→ Exercise prompt
Please copy the records below word for word, leaving out the pictures.

┌─ Data supplied

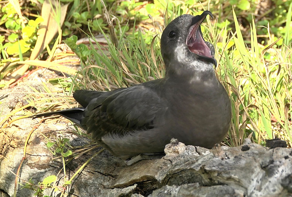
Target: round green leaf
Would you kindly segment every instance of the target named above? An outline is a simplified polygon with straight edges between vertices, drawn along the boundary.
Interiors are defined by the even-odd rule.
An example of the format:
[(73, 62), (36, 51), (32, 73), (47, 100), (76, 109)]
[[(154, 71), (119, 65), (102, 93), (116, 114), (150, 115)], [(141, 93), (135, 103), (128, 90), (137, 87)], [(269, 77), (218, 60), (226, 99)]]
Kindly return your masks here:
[(28, 41), (31, 38), (32, 34), (35, 30), (35, 27), (27, 26), (21, 30), (22, 38), (25, 41)]
[(46, 177), (43, 181), (43, 184), (46, 185), (51, 184), (57, 179), (57, 177), (55, 175), (51, 175)]
[(72, 154), (72, 152), (70, 150), (68, 150), (68, 151), (64, 153), (64, 155), (63, 155), (63, 156), (64, 156), (64, 157), (67, 157), (68, 156), (71, 155)]
[(18, 35), (16, 33), (13, 33), (8, 36), (8, 40), (9, 42), (13, 42), (15, 41), (18, 37)]
[(242, 10), (248, 10), (251, 7), (251, 4), (247, 0), (240, 0), (237, 5), (238, 8)]
[(5, 26), (9, 29), (14, 29), (16, 25), (16, 23), (15, 21), (11, 19), (8, 19), (5, 23)]
[(28, 25), (32, 27), (36, 27), (37, 24), (34, 20), (30, 20), (28, 21)]
[(55, 142), (48, 142), (47, 143), (47, 147), (48, 148), (50, 148), (53, 146), (53, 145), (55, 144)]
[(27, 44), (23, 40), (21, 40), (19, 42), (13, 43), (11, 45), (8, 46), (6, 49), (6, 52), (9, 55), (19, 54), (20, 52), (24, 53), (29, 50), (30, 46), (30, 44)]
[(38, 24), (44, 21), (44, 19), (41, 16), (40, 16), (36, 19), (35, 22), (37, 24)]

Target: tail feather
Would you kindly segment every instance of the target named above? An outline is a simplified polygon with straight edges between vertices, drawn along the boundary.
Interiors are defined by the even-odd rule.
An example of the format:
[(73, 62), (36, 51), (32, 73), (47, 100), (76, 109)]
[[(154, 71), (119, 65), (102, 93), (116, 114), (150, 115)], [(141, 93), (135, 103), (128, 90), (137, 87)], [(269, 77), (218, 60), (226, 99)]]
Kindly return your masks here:
[(83, 117), (84, 109), (83, 107), (74, 108), (40, 113), (32, 117), (33, 117), (32, 118), (33, 119), (40, 117), (48, 117), (52, 115), (60, 115), (71, 120), (79, 127), (82, 128), (80, 125), (80, 121)]

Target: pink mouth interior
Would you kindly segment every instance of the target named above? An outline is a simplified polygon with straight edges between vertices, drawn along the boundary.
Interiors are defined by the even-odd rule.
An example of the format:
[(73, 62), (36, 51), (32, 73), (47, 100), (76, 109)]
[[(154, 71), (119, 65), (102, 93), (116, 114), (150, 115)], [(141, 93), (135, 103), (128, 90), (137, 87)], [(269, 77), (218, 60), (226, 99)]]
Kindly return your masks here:
[(191, 30), (187, 38), (187, 45), (189, 50), (192, 53), (212, 58), (211, 50), (209, 48), (200, 33), (198, 26), (195, 24), (191, 27)]

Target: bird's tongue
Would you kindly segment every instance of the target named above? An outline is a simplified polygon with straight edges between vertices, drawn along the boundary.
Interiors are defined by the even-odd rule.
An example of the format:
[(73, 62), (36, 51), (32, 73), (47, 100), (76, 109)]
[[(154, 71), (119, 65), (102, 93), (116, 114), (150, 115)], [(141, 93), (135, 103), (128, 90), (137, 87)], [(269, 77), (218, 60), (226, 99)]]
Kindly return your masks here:
[(187, 39), (187, 44), (189, 50), (196, 54), (212, 58), (211, 51), (205, 43), (198, 27), (196, 26), (196, 24), (195, 24), (191, 27), (191, 28), (192, 28), (192, 30)]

└─

→ Reply to the exercise
Target: round green leaf
Would you kindly segment every instance of the target named above? An outline is a simplified polygon with straight edges between vertices, drawn along the boundary.
Interiors are defined by the even-odd rule.
An example of the format:
[(73, 62), (36, 51), (32, 73), (47, 100), (76, 109)]
[[(154, 71), (119, 65), (102, 93), (116, 114), (150, 115)], [(141, 93), (135, 103), (128, 90), (137, 87)], [(269, 77), (218, 60), (226, 99)]]
Kindly return your masks here:
[(28, 41), (31, 38), (32, 34), (35, 30), (35, 27), (27, 26), (21, 30), (22, 38), (25, 41)]
[(46, 177), (43, 181), (43, 184), (46, 185), (51, 184), (57, 179), (57, 177), (55, 175), (51, 175)]
[(72, 154), (72, 152), (70, 150), (68, 150), (68, 151), (64, 153), (64, 155), (63, 155), (63, 156), (64, 156), (64, 157), (67, 157), (68, 156), (71, 155)]
[(18, 35), (16, 33), (13, 33), (8, 36), (8, 40), (9, 42), (13, 42), (15, 41), (18, 37)]
[(242, 10), (248, 10), (251, 7), (251, 4), (247, 0), (240, 0), (237, 5), (238, 8)]
[(5, 26), (9, 29), (14, 29), (16, 25), (16, 23), (15, 21), (11, 19), (8, 19), (5, 23)]
[(28, 25), (32, 27), (36, 27), (37, 24), (34, 20), (30, 20), (28, 21)]
[(55, 142), (48, 142), (47, 143), (47, 147), (48, 148), (50, 148), (53, 146), (53, 145), (55, 144)]
[(27, 44), (23, 40), (21, 40), (19, 42), (13, 43), (11, 45), (8, 46), (6, 49), (6, 52), (9, 55), (19, 54), (20, 52), (24, 53), (29, 50), (30, 46), (30, 44)]
[(38, 24), (44, 21), (44, 19), (41, 16), (40, 16), (36, 19), (35, 22), (37, 24)]

Target: tail feather
Would you kindly segment every instance of the target named above? An outline is a simplified polygon with straight edges between vertices, drawn along the boundary.
Interiors are defined by the even-odd rule.
An example of the format:
[(73, 62), (36, 51), (32, 73), (47, 100), (76, 109)]
[[(154, 71), (119, 65), (102, 93), (116, 114), (150, 115)], [(141, 93), (135, 103), (128, 90), (137, 87)], [(269, 77), (218, 60), (226, 99)]]
Kindly return your masks here:
[(83, 117), (84, 109), (83, 107), (74, 108), (40, 113), (32, 117), (33, 117), (32, 118), (33, 119), (40, 117), (48, 117), (52, 115), (60, 115), (71, 120), (79, 127), (82, 128), (80, 125), (80, 121)]

Target: pink mouth interior
Would you kindly segment every instance of the target named above? An outline is a simplified polygon with straight edges between vertices, drawn along the boundary.
Interiors are defined by the even-odd rule.
An example of the format:
[(73, 62), (36, 51), (32, 73), (47, 100), (76, 109)]
[[(154, 71), (119, 65), (102, 93), (116, 114), (150, 115)], [(141, 93), (135, 103), (128, 90), (137, 87)], [(269, 77), (218, 60), (226, 99)]]
Kindly return your masks here:
[(191, 30), (187, 38), (187, 45), (189, 50), (192, 53), (212, 58), (211, 50), (209, 48), (200, 33), (198, 26), (195, 24), (191, 27)]

Target: bird's tongue
Would you kindly segment every instance of the target named above? An outline is a simplified polygon with straight edges between vertices, drawn along the boundary.
Interiors are defined by the even-odd rule.
An example of the format:
[(73, 62), (36, 51), (32, 73), (47, 100), (76, 109)]
[[(154, 71), (119, 65), (102, 93), (116, 114), (150, 115)], [(141, 93), (135, 103), (128, 90), (137, 87)], [(269, 77), (218, 60), (226, 99)]]
Kindly return your masks here:
[(187, 39), (187, 44), (189, 50), (196, 54), (212, 58), (211, 51), (205, 43), (198, 27), (196, 26), (196, 24), (195, 24), (191, 27), (191, 28), (192, 28), (192, 30)]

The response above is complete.